*** Provided text ***

All I've had have been ford cutaways. never had a rusted oilpan on a single one. and i live in jersey, where they also salt the roads. i have an E450 with the utilimaster FRP box on the back. i've had the supreme boxes and they're fine too. the stahl boxes i couldnt stand. they always leaked in the compartments and in between the truck and body.


----------



## Inner10 (Mar 12, 2009)

Whatever you do make sure the box has a translucent top...


----------



## rrk (Apr 22, 2012)

Inner10 said:


> Whatever you do make sure the box has a translucent top...


I had a translucent top in my last box truck and I did not like it. It was fine in the winter but in the summer it got way too hot for me.


----------



## Inner10 (Mar 12, 2009)

rrk said:


> I had a translucent top in my last box truck and I did not like it. It was fine in the winter but in the summer it got way too hot for me.


Mine was all metal...no translucent top...it was unbearably hot in the summer too...but on top of that I couldn't find fvck all.


----------



## rex (Jul 2, 2007)

It was 102 today and when getting out of my cube van, the outside air felt like a/c compared to the inside of the cube.

***

▶ [Exercises to complete]:
A. Using the forum thread, say whether each statement agrees with it, and for each give yes or no along with the deciding words quoted from the thread: (i) The first post says the roads are salted where its writer lives. (ii) rrk liked the translucent top on the last box truck. (iii) rex reports that it was 102 that day.
B. Rewrite the records from the line with "the tile floor." to the line with "[405,297,458,426]", replacing "Study" with "Examine" and leaving everything else unchanged.
The forum thread and the records come from separate sources.

*** Provided records ***

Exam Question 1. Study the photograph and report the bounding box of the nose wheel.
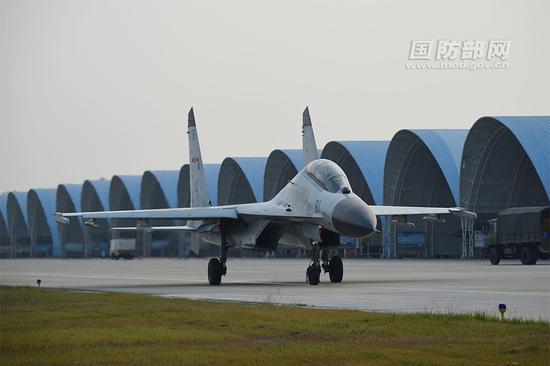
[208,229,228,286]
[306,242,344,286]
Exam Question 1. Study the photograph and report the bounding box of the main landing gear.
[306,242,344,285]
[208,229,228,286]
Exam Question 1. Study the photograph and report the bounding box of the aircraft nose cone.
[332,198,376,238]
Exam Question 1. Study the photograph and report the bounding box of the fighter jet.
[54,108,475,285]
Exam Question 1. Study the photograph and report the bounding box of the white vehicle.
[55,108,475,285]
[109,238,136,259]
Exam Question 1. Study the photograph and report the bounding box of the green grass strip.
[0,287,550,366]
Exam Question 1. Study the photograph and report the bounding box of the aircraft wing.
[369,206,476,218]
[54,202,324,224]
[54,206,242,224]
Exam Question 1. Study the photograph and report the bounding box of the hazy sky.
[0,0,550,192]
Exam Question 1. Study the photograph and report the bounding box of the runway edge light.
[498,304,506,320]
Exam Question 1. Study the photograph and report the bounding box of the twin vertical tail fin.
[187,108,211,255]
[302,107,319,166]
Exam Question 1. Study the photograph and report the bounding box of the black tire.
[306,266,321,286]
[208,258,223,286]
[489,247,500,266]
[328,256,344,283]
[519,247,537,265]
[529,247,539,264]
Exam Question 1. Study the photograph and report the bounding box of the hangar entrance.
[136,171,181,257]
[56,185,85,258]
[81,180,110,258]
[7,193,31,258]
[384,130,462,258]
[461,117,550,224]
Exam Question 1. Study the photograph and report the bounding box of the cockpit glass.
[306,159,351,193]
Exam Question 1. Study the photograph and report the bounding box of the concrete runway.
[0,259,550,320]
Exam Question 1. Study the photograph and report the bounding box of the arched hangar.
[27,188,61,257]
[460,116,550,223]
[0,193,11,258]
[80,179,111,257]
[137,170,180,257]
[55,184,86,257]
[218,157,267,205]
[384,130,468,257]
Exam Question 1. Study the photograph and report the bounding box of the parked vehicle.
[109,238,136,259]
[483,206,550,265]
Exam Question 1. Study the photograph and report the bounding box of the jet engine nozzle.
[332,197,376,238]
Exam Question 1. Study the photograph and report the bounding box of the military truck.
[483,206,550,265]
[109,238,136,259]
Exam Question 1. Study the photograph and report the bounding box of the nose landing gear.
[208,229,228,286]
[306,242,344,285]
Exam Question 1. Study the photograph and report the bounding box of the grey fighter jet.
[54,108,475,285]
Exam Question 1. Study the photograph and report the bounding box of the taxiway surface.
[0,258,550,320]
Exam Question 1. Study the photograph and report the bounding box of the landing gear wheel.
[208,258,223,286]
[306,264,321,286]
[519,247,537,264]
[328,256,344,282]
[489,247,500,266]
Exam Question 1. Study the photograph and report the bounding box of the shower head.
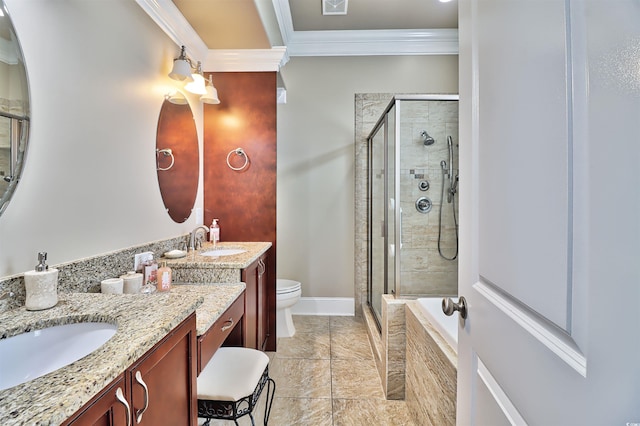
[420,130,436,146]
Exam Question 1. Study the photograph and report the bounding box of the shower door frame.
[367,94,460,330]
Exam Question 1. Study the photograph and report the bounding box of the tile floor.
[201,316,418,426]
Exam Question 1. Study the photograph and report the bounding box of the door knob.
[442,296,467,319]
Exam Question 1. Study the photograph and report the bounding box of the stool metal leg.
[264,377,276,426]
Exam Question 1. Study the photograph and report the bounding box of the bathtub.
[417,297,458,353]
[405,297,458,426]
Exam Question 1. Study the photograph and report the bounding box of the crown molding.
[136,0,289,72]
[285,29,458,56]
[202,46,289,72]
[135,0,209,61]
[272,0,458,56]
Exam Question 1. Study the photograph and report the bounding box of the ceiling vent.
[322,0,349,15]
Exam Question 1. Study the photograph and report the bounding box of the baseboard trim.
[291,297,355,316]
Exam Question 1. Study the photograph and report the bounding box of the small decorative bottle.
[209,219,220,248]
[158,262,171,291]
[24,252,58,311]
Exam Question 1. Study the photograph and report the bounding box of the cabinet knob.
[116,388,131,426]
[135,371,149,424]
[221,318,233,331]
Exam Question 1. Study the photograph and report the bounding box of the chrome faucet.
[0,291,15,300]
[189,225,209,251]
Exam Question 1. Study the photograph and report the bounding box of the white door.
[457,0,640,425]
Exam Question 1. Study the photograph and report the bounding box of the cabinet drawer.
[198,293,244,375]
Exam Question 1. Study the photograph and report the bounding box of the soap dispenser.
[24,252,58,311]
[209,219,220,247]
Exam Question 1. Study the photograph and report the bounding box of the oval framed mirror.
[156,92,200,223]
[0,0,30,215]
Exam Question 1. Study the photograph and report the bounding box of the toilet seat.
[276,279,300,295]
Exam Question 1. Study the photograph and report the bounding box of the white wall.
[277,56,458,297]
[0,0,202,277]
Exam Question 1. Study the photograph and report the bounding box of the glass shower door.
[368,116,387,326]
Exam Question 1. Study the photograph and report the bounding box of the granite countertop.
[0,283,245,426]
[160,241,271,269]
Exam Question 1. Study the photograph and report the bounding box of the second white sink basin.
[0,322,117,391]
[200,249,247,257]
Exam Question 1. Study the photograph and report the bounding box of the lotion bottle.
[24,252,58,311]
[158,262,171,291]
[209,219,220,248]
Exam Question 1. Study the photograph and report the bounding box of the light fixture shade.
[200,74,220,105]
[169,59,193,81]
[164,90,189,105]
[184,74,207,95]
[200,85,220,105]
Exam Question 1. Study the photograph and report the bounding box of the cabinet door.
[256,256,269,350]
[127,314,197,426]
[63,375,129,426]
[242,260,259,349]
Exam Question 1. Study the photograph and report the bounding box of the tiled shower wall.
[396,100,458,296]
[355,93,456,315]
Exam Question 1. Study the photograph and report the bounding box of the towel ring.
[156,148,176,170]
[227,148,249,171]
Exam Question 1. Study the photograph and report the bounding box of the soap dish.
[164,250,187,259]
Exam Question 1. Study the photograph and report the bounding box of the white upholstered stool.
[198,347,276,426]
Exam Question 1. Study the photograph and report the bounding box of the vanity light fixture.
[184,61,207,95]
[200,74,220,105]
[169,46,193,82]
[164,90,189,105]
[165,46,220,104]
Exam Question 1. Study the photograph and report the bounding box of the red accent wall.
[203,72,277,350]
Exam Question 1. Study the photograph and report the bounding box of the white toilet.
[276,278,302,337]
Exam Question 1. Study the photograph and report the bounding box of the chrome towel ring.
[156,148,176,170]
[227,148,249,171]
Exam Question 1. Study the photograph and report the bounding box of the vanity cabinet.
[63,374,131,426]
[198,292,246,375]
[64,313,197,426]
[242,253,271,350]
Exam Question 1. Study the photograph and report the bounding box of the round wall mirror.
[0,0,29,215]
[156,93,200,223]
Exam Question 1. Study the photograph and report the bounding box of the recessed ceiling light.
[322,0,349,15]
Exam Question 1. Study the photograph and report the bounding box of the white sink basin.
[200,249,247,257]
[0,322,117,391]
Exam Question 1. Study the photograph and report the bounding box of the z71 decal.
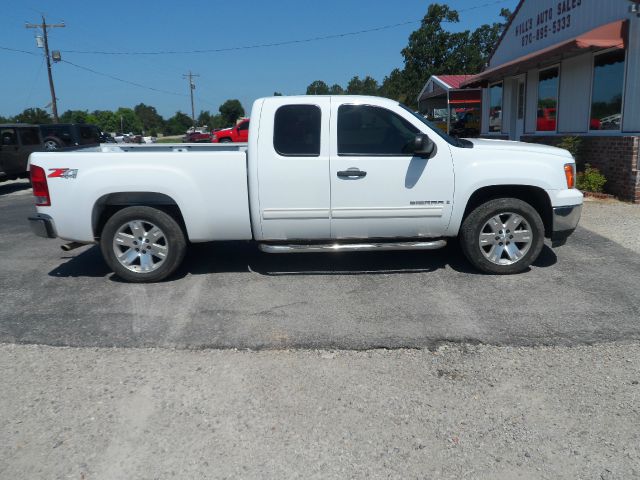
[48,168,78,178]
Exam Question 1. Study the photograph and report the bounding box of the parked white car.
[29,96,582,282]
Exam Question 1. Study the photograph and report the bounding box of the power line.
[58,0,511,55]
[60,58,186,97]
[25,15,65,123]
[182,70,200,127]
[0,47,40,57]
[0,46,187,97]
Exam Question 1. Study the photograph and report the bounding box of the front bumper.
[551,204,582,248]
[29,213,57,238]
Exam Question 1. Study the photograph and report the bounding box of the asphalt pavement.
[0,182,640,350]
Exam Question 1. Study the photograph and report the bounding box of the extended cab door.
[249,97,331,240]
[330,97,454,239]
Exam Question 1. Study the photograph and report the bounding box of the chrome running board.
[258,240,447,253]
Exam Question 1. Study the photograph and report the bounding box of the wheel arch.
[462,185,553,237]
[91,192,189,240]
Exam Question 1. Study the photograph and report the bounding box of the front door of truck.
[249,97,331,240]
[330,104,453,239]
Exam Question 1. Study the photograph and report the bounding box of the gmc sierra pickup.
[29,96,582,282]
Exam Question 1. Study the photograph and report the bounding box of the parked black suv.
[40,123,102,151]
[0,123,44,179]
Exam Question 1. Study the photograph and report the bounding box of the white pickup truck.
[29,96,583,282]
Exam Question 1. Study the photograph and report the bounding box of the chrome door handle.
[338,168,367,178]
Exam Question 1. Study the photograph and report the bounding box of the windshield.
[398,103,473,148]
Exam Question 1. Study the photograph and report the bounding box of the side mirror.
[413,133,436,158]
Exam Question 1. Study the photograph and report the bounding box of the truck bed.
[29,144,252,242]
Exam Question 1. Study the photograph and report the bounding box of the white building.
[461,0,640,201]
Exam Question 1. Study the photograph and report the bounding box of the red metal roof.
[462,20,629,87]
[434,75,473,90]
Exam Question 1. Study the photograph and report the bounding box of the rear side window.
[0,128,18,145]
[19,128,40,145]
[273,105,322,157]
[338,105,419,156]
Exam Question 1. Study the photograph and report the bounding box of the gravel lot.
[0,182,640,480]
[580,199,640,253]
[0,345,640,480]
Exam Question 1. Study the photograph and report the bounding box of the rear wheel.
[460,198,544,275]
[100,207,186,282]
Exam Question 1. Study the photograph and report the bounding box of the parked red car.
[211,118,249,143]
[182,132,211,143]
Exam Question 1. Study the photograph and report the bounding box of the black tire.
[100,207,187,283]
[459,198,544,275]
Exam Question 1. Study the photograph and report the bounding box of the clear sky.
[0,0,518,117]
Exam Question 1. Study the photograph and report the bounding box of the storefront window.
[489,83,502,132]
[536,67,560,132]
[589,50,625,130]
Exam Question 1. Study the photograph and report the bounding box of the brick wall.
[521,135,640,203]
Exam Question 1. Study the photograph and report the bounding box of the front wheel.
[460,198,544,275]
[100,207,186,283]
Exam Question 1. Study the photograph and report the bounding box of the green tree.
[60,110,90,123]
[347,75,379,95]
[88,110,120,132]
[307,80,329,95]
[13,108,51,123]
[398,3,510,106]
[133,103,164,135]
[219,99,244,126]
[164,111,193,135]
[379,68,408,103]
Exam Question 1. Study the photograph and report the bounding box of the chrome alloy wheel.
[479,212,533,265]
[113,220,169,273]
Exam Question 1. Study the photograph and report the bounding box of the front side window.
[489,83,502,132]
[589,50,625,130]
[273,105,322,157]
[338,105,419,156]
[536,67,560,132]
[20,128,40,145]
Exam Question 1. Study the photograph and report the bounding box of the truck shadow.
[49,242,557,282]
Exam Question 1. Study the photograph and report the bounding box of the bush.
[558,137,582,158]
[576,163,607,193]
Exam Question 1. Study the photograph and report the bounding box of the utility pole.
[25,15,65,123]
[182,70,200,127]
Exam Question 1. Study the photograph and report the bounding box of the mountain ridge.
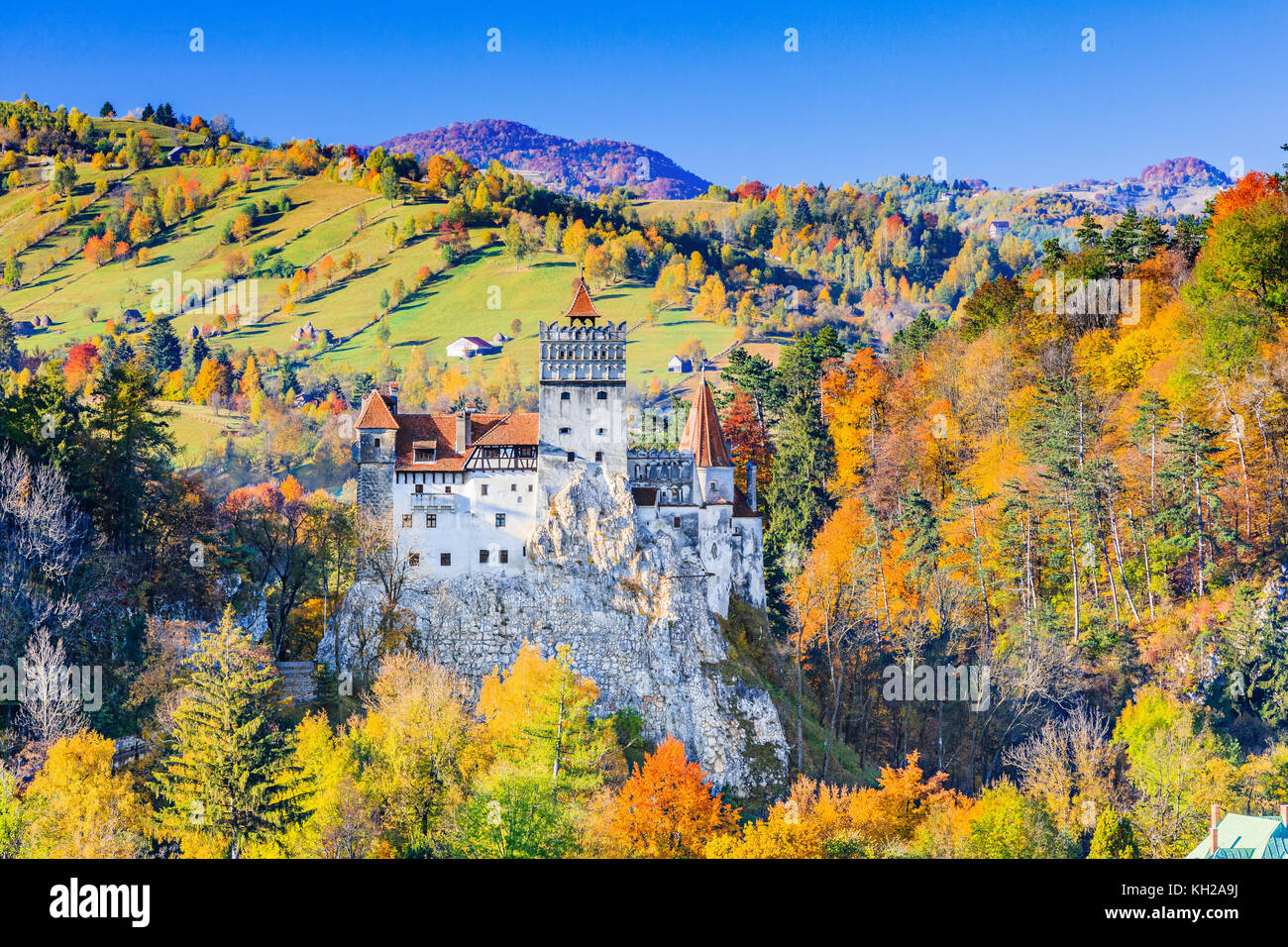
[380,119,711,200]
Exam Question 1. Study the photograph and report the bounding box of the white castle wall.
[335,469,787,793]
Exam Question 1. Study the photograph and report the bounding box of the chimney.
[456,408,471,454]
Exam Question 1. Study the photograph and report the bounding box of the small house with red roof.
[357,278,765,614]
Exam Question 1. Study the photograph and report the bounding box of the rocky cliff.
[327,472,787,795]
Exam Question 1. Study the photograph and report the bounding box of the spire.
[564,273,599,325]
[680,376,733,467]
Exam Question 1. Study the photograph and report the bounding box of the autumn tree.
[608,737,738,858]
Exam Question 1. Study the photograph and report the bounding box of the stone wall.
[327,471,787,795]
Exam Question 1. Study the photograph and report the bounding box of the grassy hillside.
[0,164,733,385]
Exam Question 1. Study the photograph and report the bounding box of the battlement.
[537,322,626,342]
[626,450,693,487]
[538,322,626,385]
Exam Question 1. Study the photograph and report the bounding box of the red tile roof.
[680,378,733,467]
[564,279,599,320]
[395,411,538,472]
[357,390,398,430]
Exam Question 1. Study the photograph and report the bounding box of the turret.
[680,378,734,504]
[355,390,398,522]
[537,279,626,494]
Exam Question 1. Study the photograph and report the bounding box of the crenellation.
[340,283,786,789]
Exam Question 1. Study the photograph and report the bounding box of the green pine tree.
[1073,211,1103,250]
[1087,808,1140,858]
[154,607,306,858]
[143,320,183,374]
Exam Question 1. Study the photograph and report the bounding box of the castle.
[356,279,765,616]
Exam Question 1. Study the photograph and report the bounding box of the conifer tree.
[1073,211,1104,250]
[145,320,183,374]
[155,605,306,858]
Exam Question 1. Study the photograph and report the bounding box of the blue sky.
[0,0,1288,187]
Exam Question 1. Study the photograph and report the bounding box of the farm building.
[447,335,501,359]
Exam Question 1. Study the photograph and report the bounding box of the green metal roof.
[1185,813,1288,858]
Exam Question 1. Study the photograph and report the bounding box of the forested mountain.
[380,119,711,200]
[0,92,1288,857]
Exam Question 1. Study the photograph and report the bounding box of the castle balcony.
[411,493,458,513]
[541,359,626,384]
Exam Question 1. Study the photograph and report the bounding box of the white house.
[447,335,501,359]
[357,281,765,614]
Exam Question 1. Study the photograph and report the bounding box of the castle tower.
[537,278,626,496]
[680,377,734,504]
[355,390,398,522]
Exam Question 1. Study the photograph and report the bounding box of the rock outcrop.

***

▶ [Exercise responses]:
A.
(i) Yes: "i live in jersey, where they also salt the roads."
(ii) No: "I had a translucent top in my last box truck and I did not like it."
(iii) Yes: "It was 102 today"

B.
Exam Question 1. Examine the photograph and report the bounding box of the tile floor.
[201,316,418,426]
Exam Question 1. Examine the photograph and report the bounding box of the door knob.
[442,296,467,319]
Exam Question 1. Examine the photograph and report the bounding box of the stool metal leg.
[264,377,276,426]
Exam Question 1. Examine the photograph and report the bounding box of the bathtub.
[417,297,458,353]
[405,297,458,426]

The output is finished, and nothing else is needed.